BEGIN AVAILABLE DATA

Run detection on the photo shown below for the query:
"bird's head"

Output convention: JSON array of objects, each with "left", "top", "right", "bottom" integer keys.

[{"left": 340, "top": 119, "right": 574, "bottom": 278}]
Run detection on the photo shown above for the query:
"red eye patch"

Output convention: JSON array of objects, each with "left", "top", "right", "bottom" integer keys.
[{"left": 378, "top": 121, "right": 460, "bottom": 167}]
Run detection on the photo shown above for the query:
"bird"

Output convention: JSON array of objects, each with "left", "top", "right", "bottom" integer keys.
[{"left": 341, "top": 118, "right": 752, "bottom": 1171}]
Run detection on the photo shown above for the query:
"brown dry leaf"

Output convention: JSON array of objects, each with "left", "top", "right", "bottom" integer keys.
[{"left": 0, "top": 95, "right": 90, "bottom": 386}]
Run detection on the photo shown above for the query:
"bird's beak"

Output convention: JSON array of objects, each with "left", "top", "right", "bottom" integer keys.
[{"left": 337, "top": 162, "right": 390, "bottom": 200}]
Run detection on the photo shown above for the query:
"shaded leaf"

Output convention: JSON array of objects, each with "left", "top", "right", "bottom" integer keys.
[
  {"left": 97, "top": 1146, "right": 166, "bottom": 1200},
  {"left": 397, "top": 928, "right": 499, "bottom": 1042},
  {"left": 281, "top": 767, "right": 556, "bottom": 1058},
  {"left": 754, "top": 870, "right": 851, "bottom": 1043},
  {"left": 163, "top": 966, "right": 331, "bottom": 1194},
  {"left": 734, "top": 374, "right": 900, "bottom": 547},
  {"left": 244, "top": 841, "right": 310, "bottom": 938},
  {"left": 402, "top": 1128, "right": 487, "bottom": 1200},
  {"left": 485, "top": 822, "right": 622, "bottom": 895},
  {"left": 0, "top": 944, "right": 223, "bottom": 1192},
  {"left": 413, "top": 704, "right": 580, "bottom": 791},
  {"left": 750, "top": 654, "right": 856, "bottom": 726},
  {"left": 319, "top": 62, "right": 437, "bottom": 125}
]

END AVAILABLE DATA

OBJECTIVE: Recast all of the data above as a Markdown table with two columns, "Row" and "Data line." Give each nonblank line its own numbered row and omit blank lines.

WRITTEN RESPONSE:
| Row | Data line |
|---|---|
| 1 | Run detection on the photo shown below for the query: |
| 2 | "bird's head" |
| 3 | Output convention: JSON array of objects, each with "left", "top", "right", "bottom" integer keys. |
| 4 | [{"left": 340, "top": 119, "right": 574, "bottom": 278}] |
| 5 | Run detection on the photo shown above for the query: |
| 6 | "red eye patch" |
| 7 | Output convention: JSON array of objects, each with "left", "top", "right", "bottom" integer keys. |
| 8 | [{"left": 378, "top": 121, "right": 460, "bottom": 167}] |
| 9 | Run detection on the photo shown above for the query: |
| 10 | "bird" |
| 11 | Output convention: JSON array of objects, each with "left", "top", "right", "bottom" integer keys. |
| 12 | [{"left": 341, "top": 118, "right": 752, "bottom": 1171}] |
| 13 | Run detection on the photo shown above for the query: |
| 14 | "brown dry leaf" |
| 15 | Output convention: JSON array of objects, each with "left", "top", "right", "bottom" integer keys. |
| 16 | [{"left": 0, "top": 95, "right": 90, "bottom": 386}] |
| 17 | Run detection on the photo shown above for the query: |
| 18 | "bird's beak" |
| 19 | Output convention: JSON array of objects, each with "left", "top", "right", "bottom" integer keys. |
| 20 | [{"left": 337, "top": 162, "right": 390, "bottom": 200}] |
| 21 | Run detection on the photo shown above for the query: |
| 22 | "shaded leaf" |
| 23 | Output convention: JSON array of objects, each with "left", "top", "right", "bottom" integer keys. |
| 24 | [ |
| 25 |   {"left": 97, "top": 1146, "right": 166, "bottom": 1200}, |
| 26 |   {"left": 397, "top": 928, "right": 499, "bottom": 1042}, |
| 27 |   {"left": 281, "top": 767, "right": 556, "bottom": 1058}, |
| 28 |   {"left": 754, "top": 870, "right": 851, "bottom": 1043}, |
| 29 |   {"left": 163, "top": 966, "right": 331, "bottom": 1194}, |
| 30 |   {"left": 734, "top": 374, "right": 900, "bottom": 547}, |
| 31 |   {"left": 244, "top": 841, "right": 310, "bottom": 938}, |
| 32 |   {"left": 402, "top": 1128, "right": 487, "bottom": 1200}, |
| 33 |   {"left": 485, "top": 822, "right": 622, "bottom": 895}, |
| 34 |   {"left": 0, "top": 944, "right": 223, "bottom": 1192}, |
| 35 |   {"left": 413, "top": 704, "right": 580, "bottom": 791}, |
| 36 |   {"left": 750, "top": 654, "right": 856, "bottom": 726}, |
| 37 |   {"left": 319, "top": 62, "right": 437, "bottom": 125} |
| 38 | ] |